_Aim of the task_. Repeat the whole of the data, keeping every detail the same.

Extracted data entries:
────────────────────
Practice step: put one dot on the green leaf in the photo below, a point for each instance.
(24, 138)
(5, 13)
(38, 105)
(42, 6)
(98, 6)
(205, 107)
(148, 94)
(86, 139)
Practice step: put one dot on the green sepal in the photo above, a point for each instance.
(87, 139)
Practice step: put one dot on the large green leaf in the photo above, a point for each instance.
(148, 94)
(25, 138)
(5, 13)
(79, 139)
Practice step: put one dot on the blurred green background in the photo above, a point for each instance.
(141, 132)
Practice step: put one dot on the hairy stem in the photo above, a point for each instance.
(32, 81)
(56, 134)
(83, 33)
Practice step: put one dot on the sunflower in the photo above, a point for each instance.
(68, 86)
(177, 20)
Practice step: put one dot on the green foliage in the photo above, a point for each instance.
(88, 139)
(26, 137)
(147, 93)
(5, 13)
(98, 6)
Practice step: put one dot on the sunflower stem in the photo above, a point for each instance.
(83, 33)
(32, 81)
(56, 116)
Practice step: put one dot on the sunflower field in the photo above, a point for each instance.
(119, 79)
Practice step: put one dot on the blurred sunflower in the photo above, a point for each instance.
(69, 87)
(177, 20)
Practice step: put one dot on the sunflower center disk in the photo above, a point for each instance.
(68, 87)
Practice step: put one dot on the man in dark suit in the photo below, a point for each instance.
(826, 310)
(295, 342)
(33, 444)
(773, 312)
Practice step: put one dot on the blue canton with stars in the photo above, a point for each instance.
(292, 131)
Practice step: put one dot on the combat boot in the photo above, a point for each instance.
────────────────────
_Response_.
Practice step: put one dot on the green leaf in the photo below, a point for each instance.
(24, 138)
(5, 13)
(38, 105)
(42, 6)
(98, 6)
(205, 107)
(148, 94)
(86, 139)
Practice step: put one dot on the green sepal in the photo above, a point for each instance.
(87, 139)
Practice step: put one dot on the large green leaf in the photo above, a point for each instance.
(148, 94)
(25, 138)
(5, 13)
(79, 139)
Practice step: put one dot on the blurred green background in the photo above, a point for each instance.
(141, 132)
Practice step: put one dot on the hairy stem in the photo above, a point for each instance.
(32, 81)
(56, 134)
(83, 33)
Practice step: put one dot on the sunflower in the photo above, a point for each instance.
(68, 86)
(177, 20)
Practice step: put one dot on the green foliage in the photo above, a point for each instance.
(88, 139)
(26, 137)
(147, 93)
(5, 13)
(98, 6)
Practice step: put one dot on the sunflower stem in the photo above, a point for each instance.
(83, 33)
(32, 81)
(56, 116)
Practice step: put one dot on the sunflower field in the photo above, a point for each instance.
(119, 79)
Practice step: put one dot on the blurred sunflower in the photo above, a point for each instance.
(69, 87)
(177, 20)
Practice step: put one dot on the sunflower center disk in the photo above, a point for each instance.
(68, 87)
Practice step: put one dot on the man in dark suit in the photo below, a point for each instance.
(826, 310)
(295, 342)
(33, 444)
(773, 312)
Practice step: put one dot on the blue canton with stars in the photo above, a point for each instance.
(292, 131)
Practice step: put one dot on the combat boot in the photo above, a point for each instance.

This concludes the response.